== TEXT ==
********************
Currently no treatment option is available for five percent of patients suffering from chronic myelogenous leukemia, since they have developed resistance to conventional medications. Prof. Stephan Grzesiek's group at the Biozentrum of the University of Basel, in collaboration with Dr. Wolfgang Jahnke and colleagues from Novartis, has investigated the combined action of two different compounds against this form of leukemia. They have been able to explain at the atomic level, how both substances alter the structure of an enzyme and how their combination potentially can overcome drug resistance. Their findings are published in the current issue of PNAS.
Chronic myeloid leukemia (CML) is a form of blood cancer based on a genetic disorder that leads to the overproduction of white blood cells. Ninety-five percent of affected patients can be treated successfully with the Novartis drug imatinib, also known as Gleevec®. Imatinib is an inhibitor that blocks the ATP-binding site of the tyrosine kinase Abl in affected blood cells, thereby suppressing their overactivity. Consequently, the pathological overproduction of leucocytes is stopped and the blood count normalizes.
Five percent of all patients are not cured by imatinib
However, in five percent of CML patients, typically in an advanced stage of the disease, imatinib and similar ATP-binding site inhibitors are not effective. This resistance against treatment is caused by a mutation at the ATP-binding site, which prevents the inhibitors from inactivating the enzyme. Currently, new treatments are being developed to help such resistant patients. One approach is based on the combination of ATP-binding site inhibitors with so-called allosteric inhibitors, which bind to a different location.
Why the drug combination works in resistant CML
Why such a combination of the two inhibitor types works in an animal model has now been explained by Prof. Stephan Grzesiek's team at the Biozentrum of the University of Basel and Dr. Wolfgang Jahnke from Novartis, by a structural analysis using nuclear magnetic resonance spectroscopy (NMR). Under physiological conditions, the tyrosine kinase Abl is found in two different spatial structures - an open and a closed state - which exist in a delicate equilibrium. The researchers have shown that the binding of imatinib unexpectedly shifts this equilibrium to the open state. Although the enzyme itself is inhibited in this state, it can be more easily re-activated through other tyrosine kinases. The allosteric inhibitor GNF-5, however, stabilizes the closed, inactivated state, and even recloses the imatinib-induced open state.
"Thus the inhibitory potentials of both drugs add together to suppress the kinase activity. Our structural analysis enables us to understand why GNF-5 contributes to overcome imatinib resistance," explains Lukasz Skora, a former postdoc from Stephan Grzesiek's lab. These results provide a detailed insight into how Abl kinase behaves under the influence of inhibitors, giving hope for a successful combination therapy.
********************
== DATA FOR REVIEW ==
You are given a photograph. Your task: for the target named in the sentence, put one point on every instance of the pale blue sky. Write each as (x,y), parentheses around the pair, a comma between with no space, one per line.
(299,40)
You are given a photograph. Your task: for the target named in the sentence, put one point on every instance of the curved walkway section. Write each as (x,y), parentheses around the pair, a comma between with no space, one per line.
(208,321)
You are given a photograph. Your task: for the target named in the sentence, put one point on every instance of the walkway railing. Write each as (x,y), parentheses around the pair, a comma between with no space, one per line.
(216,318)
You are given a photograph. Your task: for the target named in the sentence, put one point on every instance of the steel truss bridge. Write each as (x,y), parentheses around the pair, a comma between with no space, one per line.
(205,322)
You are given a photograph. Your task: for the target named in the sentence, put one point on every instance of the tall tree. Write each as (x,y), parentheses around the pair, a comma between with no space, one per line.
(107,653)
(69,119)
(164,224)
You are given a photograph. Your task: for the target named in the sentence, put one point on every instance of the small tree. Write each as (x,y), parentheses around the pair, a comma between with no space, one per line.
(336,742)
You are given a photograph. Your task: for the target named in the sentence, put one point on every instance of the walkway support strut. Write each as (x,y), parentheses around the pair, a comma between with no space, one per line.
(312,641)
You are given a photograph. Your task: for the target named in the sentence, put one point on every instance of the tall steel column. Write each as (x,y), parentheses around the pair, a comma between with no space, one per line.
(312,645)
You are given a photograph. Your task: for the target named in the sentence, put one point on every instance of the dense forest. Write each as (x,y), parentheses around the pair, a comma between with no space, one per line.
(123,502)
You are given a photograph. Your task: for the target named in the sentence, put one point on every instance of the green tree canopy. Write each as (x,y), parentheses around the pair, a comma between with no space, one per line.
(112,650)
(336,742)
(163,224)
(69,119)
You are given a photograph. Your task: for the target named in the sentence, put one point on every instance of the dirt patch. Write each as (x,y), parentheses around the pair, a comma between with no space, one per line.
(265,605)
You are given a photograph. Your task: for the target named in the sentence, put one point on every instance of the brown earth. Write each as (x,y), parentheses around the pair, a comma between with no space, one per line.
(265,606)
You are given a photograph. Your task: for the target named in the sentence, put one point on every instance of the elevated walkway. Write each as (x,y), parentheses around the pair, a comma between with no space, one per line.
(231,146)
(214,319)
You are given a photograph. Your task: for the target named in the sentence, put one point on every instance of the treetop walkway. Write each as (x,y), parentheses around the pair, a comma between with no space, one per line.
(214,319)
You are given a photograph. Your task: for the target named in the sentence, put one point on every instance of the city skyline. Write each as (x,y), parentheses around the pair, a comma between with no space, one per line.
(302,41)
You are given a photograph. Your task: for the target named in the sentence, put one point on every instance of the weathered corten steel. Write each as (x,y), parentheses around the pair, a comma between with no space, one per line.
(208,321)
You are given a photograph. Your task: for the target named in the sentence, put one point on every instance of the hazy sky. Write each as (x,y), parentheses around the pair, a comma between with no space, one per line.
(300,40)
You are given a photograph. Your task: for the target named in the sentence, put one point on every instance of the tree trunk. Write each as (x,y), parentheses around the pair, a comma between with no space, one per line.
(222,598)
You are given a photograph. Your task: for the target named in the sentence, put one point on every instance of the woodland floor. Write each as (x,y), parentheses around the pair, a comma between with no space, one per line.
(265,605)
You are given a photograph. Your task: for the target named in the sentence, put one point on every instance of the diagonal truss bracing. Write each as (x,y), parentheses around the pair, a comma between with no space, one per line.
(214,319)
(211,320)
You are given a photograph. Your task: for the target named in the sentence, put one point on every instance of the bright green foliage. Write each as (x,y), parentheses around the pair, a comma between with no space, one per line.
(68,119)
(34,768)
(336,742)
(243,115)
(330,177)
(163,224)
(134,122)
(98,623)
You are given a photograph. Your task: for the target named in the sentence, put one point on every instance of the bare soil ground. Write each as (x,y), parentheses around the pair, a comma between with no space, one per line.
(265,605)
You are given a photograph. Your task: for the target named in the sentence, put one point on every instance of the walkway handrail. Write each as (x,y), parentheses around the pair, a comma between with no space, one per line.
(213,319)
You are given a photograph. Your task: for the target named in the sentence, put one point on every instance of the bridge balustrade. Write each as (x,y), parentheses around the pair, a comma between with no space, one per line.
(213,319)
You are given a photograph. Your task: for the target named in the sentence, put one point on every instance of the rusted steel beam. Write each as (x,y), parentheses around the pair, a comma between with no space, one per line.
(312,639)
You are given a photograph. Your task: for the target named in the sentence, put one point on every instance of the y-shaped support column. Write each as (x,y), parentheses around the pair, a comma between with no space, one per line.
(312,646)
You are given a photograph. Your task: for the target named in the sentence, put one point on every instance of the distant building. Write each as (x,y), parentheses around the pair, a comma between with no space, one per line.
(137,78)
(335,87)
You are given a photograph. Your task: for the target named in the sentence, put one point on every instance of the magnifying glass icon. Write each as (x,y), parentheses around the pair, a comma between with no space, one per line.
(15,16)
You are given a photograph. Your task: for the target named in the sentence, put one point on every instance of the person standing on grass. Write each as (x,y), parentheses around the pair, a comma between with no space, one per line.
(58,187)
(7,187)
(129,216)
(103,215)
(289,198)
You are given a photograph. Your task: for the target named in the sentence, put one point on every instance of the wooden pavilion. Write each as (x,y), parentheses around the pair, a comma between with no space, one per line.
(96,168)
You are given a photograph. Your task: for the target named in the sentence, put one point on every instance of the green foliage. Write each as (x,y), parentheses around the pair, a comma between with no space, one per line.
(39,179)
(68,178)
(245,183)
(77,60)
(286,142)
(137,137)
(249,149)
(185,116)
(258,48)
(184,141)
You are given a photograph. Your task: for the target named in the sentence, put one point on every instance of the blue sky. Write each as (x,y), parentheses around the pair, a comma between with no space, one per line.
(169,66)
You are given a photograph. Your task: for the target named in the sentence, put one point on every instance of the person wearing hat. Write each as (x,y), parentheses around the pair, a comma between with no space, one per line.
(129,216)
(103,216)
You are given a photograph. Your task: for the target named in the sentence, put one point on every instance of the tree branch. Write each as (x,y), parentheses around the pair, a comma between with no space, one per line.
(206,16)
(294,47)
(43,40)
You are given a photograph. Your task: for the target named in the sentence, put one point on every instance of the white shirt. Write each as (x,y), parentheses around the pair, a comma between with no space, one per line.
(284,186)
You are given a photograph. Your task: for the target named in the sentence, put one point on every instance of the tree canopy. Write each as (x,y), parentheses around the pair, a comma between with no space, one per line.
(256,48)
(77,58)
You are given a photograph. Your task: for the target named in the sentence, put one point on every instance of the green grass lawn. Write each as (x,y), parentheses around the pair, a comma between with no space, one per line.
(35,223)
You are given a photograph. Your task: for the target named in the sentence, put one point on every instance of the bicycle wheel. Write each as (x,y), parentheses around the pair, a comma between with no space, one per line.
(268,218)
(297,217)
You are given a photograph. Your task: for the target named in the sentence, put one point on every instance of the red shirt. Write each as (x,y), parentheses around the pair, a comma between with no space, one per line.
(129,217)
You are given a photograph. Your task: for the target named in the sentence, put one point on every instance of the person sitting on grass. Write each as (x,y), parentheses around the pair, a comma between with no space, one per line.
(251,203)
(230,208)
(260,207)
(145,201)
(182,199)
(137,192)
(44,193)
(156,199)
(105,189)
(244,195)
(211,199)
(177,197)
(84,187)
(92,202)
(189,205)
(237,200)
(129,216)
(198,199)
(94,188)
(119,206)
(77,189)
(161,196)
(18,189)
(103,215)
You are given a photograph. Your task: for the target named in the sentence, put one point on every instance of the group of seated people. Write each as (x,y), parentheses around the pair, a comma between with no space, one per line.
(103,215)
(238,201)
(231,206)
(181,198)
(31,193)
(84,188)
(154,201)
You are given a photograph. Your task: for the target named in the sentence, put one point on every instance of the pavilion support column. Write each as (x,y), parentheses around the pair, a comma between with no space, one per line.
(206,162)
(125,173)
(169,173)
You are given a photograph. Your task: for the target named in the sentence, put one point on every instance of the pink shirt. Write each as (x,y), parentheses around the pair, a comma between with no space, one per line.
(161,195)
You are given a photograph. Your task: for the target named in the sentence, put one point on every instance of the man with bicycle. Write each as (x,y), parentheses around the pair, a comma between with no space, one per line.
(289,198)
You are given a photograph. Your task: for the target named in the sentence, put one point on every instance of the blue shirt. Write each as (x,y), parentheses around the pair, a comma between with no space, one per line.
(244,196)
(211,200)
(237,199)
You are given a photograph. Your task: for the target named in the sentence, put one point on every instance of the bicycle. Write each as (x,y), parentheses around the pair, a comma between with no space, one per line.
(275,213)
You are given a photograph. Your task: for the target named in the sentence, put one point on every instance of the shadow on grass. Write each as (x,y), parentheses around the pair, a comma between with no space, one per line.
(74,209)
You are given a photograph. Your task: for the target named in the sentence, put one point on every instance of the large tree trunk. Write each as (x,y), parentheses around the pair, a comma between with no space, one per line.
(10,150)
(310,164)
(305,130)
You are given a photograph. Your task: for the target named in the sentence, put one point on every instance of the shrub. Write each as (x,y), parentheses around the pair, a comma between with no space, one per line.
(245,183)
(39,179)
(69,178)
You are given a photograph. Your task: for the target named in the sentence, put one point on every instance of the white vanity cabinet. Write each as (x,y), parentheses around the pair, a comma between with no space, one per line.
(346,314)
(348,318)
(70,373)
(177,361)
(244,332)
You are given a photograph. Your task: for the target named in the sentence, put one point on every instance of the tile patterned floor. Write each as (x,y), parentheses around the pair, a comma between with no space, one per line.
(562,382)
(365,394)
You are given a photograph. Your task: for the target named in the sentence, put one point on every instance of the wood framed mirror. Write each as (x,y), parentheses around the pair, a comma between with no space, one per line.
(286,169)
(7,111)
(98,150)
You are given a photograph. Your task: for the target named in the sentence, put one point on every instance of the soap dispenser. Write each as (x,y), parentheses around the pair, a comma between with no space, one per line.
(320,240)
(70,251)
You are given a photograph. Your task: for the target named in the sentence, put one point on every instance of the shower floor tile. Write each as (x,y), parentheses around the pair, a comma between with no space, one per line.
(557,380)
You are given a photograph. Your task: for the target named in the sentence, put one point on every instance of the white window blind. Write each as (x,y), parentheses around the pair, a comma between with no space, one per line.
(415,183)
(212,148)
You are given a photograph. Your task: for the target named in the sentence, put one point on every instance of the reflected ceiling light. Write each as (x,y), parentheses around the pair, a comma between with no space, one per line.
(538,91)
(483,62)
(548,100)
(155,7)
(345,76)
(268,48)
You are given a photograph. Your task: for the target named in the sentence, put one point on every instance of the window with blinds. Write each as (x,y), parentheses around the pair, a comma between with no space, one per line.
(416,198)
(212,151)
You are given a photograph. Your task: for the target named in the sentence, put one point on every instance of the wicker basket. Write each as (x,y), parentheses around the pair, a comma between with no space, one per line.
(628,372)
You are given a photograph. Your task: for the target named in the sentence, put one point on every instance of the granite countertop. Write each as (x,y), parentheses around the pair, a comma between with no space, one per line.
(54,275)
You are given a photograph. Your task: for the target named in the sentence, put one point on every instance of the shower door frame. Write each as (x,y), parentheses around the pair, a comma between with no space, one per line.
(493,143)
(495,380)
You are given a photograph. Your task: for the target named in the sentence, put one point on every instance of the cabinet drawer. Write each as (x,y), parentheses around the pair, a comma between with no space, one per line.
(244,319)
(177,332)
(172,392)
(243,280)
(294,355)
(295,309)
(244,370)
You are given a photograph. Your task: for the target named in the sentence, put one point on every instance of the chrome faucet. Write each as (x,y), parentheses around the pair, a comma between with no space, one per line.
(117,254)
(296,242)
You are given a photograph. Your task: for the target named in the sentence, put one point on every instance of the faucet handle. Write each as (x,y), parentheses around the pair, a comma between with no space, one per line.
********************
Answer these questions from the text on leukemia drug resistance.
1. What percentage of patients with chronic myeloid leukemia can be treated successfully with imatinib?
2. What causes resistance to imatinib in the patients it does not help?
3. Which state of the tyrosine kinase Abl does the allosteric inhibitor GNF-5 stabilize?
The entries play no part here.

== TASK OUTPUT ==
1. Ninety-five percent.
2. A mutation at the ATP-binding site, which prevents the inhibitors from inactivating the enzyme.
3. The closed, inactivated state.